Problem details:
If a line holds the word "below", copy it from the entries.

--- Extracted material ---

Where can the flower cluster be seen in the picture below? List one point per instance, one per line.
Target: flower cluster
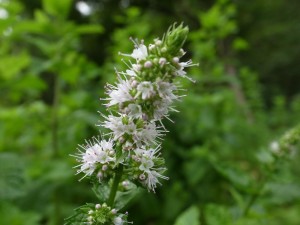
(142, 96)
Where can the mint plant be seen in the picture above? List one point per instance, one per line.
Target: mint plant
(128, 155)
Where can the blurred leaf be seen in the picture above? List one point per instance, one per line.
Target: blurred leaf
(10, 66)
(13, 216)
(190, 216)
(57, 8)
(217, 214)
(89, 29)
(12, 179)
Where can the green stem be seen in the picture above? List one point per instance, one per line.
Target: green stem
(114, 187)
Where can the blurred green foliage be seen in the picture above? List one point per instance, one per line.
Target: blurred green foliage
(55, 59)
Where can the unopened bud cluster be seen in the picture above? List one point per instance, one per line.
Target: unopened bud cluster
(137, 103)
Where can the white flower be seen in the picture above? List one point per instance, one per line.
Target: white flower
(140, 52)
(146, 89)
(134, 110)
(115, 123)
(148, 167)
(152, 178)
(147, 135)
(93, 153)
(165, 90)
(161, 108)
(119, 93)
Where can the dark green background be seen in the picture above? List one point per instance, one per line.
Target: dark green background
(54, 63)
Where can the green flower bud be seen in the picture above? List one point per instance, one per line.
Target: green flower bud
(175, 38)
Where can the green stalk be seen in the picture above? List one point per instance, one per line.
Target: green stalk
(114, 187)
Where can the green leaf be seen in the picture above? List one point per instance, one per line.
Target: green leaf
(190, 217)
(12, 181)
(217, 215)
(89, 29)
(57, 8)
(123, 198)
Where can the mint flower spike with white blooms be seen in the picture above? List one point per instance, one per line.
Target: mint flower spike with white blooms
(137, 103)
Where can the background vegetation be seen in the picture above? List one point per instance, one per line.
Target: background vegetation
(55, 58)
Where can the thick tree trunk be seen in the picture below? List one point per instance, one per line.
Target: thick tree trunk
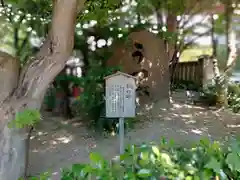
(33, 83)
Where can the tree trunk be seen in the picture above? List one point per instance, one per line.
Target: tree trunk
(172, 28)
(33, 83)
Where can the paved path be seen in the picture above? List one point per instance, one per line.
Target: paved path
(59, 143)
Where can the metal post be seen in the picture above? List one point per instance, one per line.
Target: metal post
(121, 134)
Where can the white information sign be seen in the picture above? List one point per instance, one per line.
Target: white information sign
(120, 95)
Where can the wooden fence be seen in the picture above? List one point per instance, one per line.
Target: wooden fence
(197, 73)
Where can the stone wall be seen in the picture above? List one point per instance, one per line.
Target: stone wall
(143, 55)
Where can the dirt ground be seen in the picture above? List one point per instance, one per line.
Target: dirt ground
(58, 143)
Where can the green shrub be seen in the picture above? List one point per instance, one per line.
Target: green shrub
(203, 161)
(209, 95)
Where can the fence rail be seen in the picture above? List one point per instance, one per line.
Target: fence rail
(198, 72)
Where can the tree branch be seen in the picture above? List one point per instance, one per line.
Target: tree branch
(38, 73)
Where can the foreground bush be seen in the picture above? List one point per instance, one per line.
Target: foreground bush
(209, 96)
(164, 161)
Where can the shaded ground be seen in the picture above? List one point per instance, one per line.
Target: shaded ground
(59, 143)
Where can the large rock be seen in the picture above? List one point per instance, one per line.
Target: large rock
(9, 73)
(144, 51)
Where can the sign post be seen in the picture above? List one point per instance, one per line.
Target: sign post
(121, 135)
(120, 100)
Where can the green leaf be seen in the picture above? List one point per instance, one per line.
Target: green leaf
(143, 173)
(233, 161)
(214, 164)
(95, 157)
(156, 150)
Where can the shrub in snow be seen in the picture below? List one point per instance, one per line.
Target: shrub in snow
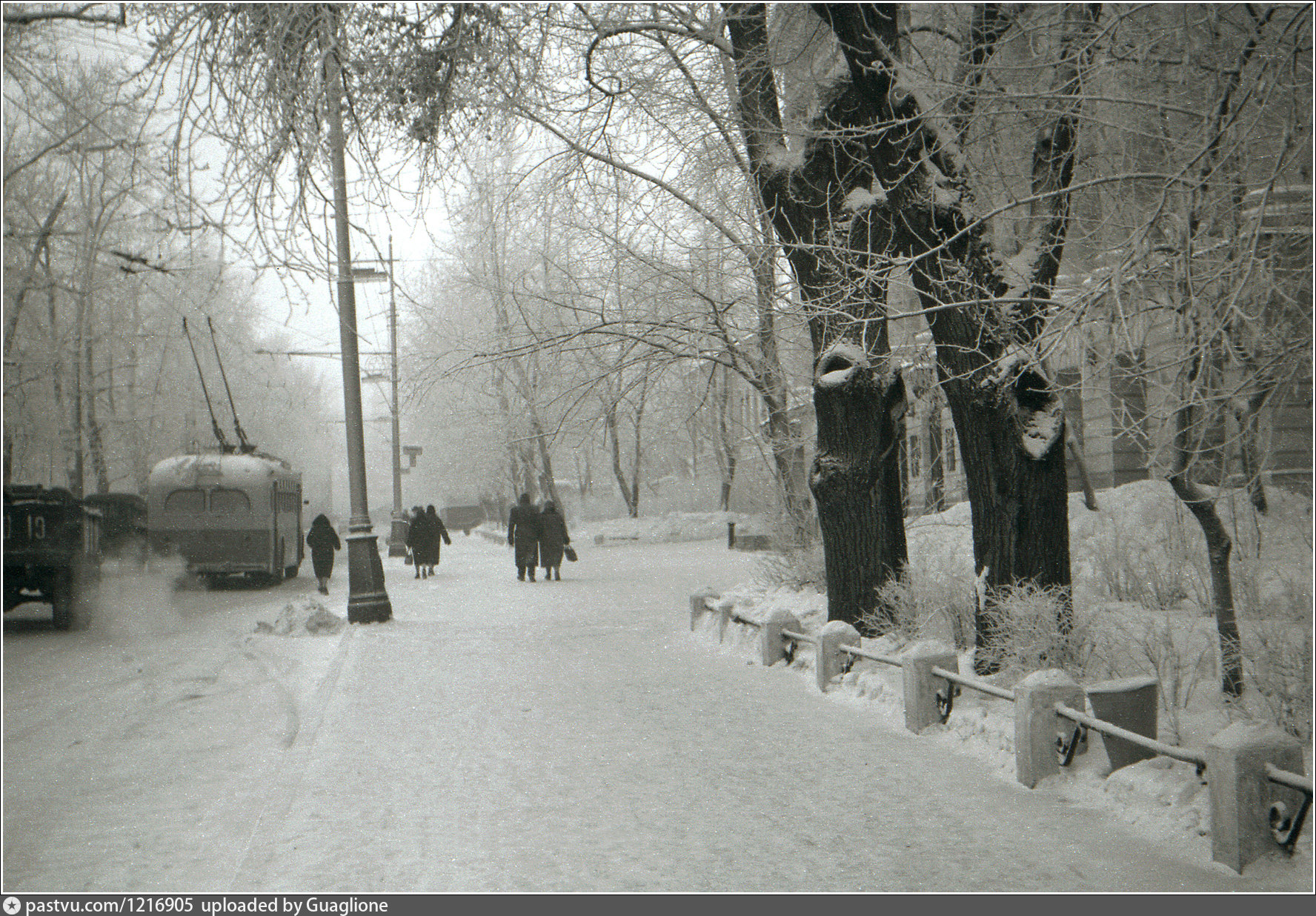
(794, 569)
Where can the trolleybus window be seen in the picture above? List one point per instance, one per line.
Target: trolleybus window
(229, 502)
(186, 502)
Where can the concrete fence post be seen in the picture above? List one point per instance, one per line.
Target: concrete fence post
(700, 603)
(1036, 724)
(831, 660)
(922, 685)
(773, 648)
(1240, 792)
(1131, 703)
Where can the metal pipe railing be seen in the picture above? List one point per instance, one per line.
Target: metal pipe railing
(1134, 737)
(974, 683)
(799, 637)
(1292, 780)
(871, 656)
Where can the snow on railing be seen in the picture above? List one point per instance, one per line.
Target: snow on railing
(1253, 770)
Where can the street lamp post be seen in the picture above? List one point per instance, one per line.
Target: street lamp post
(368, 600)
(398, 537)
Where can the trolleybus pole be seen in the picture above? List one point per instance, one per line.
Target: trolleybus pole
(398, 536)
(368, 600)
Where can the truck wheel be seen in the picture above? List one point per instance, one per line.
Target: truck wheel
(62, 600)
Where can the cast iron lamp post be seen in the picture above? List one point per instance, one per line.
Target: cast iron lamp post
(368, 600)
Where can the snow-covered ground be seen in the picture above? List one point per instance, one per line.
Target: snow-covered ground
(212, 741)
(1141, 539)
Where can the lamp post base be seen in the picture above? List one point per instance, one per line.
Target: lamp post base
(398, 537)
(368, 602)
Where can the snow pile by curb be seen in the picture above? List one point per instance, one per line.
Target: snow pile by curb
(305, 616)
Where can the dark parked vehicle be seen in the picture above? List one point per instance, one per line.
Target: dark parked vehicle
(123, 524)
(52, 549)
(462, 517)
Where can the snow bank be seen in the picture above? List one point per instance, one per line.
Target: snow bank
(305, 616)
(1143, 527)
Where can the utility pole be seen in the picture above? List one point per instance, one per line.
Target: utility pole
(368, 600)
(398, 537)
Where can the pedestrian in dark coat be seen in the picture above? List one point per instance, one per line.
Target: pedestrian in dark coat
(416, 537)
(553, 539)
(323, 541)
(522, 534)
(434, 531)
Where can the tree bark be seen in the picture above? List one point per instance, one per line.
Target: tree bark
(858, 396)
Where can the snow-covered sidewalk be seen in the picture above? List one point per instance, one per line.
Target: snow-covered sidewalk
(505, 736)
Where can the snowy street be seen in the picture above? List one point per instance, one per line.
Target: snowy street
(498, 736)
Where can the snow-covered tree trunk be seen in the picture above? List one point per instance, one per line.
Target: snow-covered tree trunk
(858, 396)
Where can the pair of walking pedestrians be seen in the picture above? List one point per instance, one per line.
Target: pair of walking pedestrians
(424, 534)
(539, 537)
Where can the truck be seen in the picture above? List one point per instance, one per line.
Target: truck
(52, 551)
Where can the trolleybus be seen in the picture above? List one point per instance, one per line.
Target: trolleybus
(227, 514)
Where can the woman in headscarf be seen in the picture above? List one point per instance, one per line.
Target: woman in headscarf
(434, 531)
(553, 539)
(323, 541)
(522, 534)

---
--- Extracted material ---

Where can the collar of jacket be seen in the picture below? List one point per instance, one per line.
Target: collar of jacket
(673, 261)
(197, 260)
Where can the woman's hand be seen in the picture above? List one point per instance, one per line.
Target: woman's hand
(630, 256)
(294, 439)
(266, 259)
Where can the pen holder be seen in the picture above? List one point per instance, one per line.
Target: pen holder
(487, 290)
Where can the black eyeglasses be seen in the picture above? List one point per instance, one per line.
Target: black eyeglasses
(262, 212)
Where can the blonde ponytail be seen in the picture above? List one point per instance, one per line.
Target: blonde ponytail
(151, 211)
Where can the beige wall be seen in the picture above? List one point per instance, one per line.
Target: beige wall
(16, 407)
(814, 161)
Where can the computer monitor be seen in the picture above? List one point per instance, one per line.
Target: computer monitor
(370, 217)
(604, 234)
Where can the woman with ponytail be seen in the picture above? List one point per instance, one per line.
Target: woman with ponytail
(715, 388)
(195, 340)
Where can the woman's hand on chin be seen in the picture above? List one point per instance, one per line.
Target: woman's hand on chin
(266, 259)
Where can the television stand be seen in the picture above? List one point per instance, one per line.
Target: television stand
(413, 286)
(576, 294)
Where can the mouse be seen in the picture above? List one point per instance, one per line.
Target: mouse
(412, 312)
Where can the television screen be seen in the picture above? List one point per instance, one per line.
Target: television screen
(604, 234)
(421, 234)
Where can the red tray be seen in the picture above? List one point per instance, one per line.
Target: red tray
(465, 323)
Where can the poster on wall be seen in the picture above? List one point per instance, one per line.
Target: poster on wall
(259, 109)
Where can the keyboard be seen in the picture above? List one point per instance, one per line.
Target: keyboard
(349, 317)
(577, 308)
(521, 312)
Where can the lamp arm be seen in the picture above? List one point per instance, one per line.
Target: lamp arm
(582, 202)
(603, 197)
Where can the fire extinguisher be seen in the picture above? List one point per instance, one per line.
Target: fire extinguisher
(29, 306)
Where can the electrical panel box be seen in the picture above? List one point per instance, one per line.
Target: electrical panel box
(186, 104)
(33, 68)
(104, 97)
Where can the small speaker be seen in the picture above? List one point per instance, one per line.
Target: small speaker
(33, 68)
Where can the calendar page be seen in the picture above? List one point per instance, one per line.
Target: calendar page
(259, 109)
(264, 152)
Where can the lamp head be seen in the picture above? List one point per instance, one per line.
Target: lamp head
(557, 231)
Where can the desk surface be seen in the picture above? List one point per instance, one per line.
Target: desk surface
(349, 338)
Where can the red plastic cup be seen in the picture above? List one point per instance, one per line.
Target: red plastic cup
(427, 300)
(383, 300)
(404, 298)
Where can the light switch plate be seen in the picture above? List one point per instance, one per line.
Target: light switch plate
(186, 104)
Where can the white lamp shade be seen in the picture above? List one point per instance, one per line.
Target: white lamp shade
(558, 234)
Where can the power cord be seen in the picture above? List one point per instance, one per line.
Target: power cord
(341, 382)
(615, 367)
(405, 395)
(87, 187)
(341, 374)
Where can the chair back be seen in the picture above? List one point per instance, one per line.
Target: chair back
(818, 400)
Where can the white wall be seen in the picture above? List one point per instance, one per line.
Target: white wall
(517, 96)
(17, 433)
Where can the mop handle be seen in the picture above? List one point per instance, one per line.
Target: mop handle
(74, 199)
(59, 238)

---

Written reply:
Where can the flower cluster be seen in the picture below? List one point per instance, one per line.
Where can the thick tree trunk be seen in the picture below? List one point per instance, one per line.
Where can the shrub in snow be seen in the picture below? List one point per instance, one per line.
Where can the collar of jacket be seen in the picture below? List one point per instance, one per line.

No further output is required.